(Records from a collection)

------------------------------

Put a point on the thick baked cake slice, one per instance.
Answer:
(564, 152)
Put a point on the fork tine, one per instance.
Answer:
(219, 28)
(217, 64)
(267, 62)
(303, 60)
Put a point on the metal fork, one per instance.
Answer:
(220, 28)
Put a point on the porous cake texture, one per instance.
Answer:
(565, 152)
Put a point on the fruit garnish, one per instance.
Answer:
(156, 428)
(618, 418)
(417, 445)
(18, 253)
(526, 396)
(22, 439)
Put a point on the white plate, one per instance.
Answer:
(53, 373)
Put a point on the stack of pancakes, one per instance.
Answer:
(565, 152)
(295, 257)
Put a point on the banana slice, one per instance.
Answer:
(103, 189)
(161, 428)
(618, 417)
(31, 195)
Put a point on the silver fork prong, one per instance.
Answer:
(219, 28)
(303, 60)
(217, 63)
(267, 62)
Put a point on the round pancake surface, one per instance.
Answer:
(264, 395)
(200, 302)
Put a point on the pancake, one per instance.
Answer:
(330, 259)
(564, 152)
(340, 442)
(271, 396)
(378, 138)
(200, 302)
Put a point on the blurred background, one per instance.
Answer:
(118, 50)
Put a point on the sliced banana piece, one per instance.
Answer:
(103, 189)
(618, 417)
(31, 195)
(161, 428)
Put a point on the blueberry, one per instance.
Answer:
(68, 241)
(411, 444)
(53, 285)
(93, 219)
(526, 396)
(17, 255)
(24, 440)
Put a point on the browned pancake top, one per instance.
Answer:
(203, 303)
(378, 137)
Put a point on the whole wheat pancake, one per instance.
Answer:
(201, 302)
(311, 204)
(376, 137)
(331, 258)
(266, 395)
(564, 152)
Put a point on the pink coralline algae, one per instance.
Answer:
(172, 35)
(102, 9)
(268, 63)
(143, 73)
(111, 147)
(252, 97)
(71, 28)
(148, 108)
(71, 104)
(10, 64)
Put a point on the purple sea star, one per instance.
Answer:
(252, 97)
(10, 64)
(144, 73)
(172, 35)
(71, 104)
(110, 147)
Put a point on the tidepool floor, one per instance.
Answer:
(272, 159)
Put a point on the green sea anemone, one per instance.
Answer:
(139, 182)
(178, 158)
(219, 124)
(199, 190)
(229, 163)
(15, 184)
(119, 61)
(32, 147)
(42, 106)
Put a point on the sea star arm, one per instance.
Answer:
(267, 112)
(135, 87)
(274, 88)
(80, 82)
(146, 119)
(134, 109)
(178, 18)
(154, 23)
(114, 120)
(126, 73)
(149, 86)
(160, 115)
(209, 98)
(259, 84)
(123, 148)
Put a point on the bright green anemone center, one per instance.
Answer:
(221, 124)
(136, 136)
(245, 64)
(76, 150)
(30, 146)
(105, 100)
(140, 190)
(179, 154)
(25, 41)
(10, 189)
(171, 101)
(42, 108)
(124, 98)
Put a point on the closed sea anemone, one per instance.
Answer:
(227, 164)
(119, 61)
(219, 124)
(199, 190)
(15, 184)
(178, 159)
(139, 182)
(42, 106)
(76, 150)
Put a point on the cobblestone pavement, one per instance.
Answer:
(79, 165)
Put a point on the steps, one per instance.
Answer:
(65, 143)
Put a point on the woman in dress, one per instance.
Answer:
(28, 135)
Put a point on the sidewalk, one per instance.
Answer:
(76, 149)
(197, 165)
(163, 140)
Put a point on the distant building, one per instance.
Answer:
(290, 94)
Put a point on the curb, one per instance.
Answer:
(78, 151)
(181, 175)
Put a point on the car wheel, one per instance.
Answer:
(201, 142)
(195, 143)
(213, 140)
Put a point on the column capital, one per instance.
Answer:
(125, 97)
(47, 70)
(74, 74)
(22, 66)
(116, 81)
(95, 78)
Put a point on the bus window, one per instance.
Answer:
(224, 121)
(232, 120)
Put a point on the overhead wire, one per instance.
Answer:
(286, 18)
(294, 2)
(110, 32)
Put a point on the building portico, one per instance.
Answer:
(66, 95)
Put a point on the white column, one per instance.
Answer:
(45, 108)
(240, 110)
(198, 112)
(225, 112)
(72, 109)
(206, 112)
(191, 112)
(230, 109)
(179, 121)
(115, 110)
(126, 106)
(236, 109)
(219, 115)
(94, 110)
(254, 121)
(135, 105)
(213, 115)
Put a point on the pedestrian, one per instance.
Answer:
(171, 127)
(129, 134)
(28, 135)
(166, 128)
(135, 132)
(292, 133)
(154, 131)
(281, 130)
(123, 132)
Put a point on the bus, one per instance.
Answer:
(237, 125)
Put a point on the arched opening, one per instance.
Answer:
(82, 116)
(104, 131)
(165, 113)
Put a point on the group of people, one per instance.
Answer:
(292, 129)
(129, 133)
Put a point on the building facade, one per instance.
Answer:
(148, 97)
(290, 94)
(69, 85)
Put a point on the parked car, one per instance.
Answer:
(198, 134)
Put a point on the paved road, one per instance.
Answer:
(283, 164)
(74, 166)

------------------------------

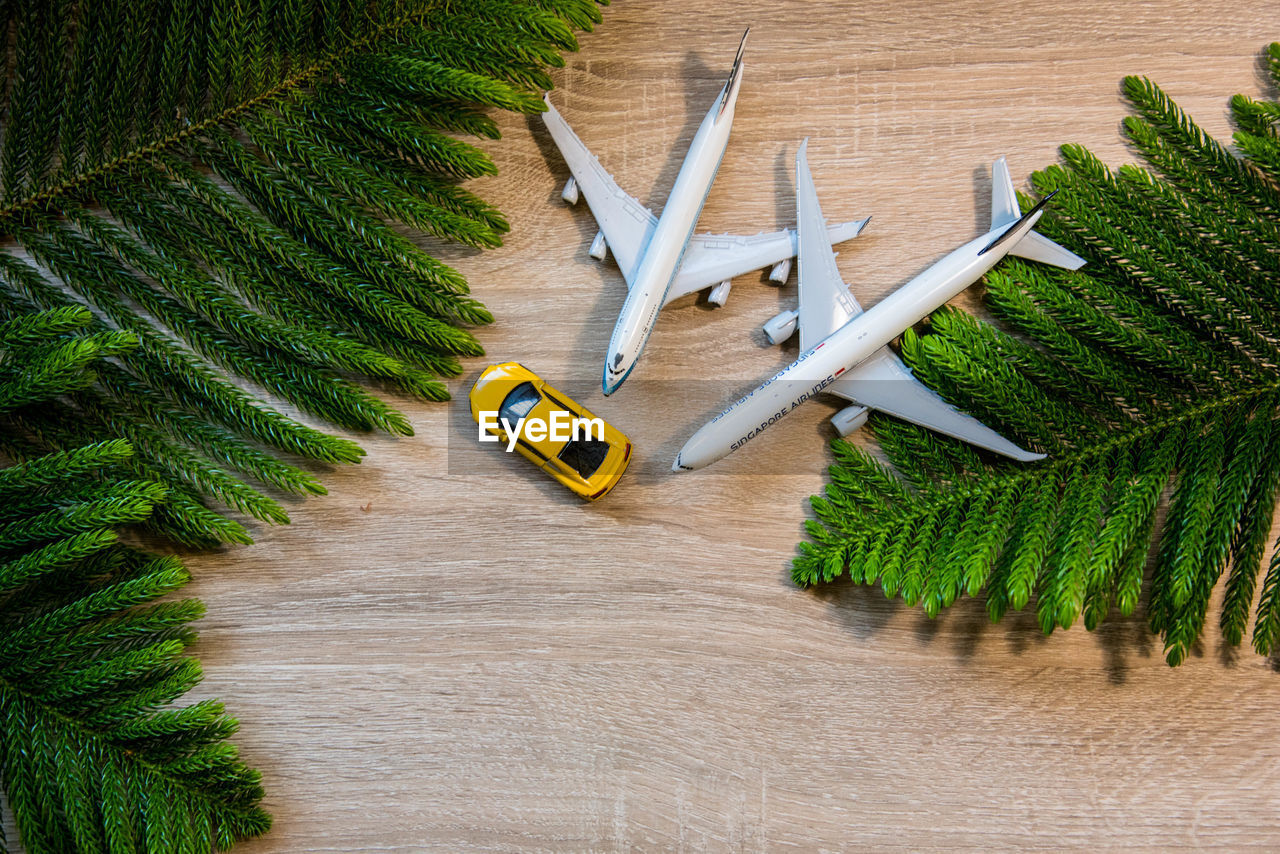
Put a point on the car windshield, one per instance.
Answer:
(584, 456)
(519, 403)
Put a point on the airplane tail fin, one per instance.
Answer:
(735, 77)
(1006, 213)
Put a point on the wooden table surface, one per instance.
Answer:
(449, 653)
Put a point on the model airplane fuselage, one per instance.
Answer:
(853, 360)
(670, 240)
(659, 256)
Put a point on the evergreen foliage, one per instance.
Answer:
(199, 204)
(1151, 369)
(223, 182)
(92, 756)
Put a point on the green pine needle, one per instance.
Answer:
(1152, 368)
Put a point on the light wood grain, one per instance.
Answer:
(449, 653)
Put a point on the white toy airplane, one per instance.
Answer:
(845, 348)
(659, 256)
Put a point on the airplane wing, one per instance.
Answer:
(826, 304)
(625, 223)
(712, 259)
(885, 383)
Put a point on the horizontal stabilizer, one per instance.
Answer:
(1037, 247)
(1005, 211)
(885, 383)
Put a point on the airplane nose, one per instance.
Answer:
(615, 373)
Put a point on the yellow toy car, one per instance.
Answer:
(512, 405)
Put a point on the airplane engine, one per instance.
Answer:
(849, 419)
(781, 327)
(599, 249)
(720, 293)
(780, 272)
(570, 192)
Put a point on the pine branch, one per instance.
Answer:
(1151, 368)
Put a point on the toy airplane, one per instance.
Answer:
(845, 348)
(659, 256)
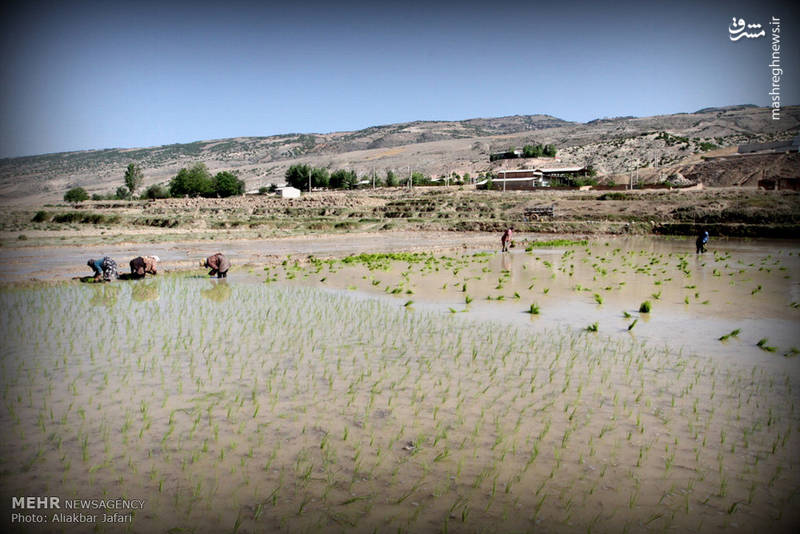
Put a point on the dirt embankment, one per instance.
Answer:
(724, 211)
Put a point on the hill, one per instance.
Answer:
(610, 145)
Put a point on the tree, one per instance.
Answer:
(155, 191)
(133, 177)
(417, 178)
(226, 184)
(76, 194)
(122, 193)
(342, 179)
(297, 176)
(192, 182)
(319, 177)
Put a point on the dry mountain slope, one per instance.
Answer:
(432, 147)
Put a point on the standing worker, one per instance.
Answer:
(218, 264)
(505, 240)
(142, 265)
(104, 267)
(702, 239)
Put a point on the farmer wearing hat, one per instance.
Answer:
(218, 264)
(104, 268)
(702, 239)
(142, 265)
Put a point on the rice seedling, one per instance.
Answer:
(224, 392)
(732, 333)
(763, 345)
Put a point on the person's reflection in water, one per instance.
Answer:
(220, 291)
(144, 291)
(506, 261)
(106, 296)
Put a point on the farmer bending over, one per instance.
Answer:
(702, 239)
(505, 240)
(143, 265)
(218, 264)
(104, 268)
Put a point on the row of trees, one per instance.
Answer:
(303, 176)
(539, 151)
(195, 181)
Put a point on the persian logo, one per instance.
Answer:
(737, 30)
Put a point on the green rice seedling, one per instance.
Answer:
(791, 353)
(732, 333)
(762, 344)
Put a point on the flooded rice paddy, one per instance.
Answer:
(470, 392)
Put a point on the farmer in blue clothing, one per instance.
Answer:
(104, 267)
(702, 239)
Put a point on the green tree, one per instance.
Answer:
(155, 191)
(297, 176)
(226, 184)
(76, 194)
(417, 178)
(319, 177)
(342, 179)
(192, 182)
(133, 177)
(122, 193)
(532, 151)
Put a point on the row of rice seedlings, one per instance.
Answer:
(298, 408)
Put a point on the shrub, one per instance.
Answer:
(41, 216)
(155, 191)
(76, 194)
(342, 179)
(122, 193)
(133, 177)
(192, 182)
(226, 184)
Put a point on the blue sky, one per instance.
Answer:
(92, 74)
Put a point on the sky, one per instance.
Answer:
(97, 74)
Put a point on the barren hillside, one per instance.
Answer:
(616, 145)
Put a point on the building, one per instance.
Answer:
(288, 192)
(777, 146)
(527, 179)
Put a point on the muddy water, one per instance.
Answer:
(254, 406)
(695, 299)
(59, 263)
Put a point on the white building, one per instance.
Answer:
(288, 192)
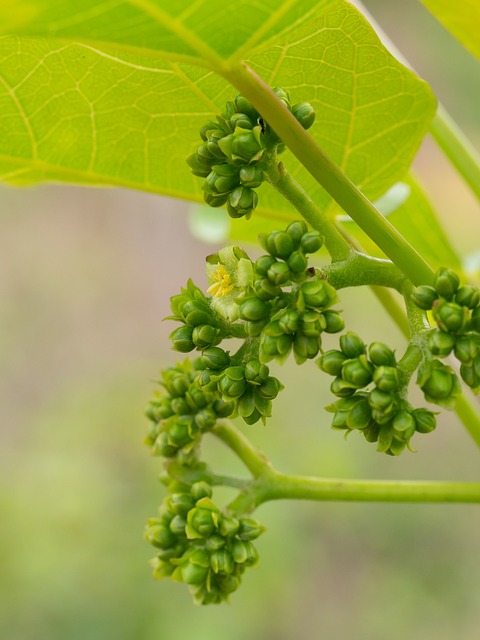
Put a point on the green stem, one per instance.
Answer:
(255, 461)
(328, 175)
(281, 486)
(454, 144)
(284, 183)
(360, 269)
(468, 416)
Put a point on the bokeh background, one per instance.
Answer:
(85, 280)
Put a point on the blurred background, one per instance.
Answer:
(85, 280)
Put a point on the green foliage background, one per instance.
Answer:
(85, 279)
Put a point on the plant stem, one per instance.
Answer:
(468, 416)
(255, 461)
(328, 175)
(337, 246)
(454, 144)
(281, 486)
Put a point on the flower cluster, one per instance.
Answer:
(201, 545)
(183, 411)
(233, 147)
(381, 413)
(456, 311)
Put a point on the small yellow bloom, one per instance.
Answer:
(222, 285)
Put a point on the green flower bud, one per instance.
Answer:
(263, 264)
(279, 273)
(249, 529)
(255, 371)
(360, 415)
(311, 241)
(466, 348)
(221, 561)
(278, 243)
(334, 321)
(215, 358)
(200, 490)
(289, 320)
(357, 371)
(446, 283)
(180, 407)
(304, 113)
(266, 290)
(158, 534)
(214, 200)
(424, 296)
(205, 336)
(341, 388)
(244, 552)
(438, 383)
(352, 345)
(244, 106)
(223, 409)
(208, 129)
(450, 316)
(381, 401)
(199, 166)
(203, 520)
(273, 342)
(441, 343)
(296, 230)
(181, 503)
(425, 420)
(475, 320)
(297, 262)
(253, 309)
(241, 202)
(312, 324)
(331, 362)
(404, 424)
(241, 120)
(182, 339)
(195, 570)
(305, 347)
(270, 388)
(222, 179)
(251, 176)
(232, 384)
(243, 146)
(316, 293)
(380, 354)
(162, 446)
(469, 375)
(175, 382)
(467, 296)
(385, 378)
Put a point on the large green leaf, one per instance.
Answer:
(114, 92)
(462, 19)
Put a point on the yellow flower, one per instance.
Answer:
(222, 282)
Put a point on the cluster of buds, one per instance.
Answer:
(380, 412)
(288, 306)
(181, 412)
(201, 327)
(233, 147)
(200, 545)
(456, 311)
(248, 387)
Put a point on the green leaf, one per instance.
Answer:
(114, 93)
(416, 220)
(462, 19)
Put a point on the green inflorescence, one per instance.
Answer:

------------------------------

-- WHAT THE EXERCISE ASKS --
Output the lines above exactly, but only those between the line holding "Put a point on the thick" and the line holding "Put a point on the banana", inclusive.

-- EXERCISE SOLUTION --
Put a point on the thick baked cake slice, one per instance.
Answer:
(564, 152)
Put a point on the fork tine, one per instance.
Answer:
(219, 28)
(217, 64)
(267, 62)
(303, 60)
Put a point on the metal fork, one per instance.
Answer:
(220, 28)
Put a point on the porous cake texture, one per instance.
Answer:
(565, 152)
Put a point on the fruit garnish, one per instance.
Answer:
(156, 428)
(618, 418)
(417, 445)
(18, 253)
(526, 396)
(22, 439)
Put a point on the white plate, one per instance.
Answer:
(53, 373)
Put a point on the stack of pancakes, one per instance.
Answer:
(565, 152)
(295, 257)
Put a point on the banana slice, one per instance.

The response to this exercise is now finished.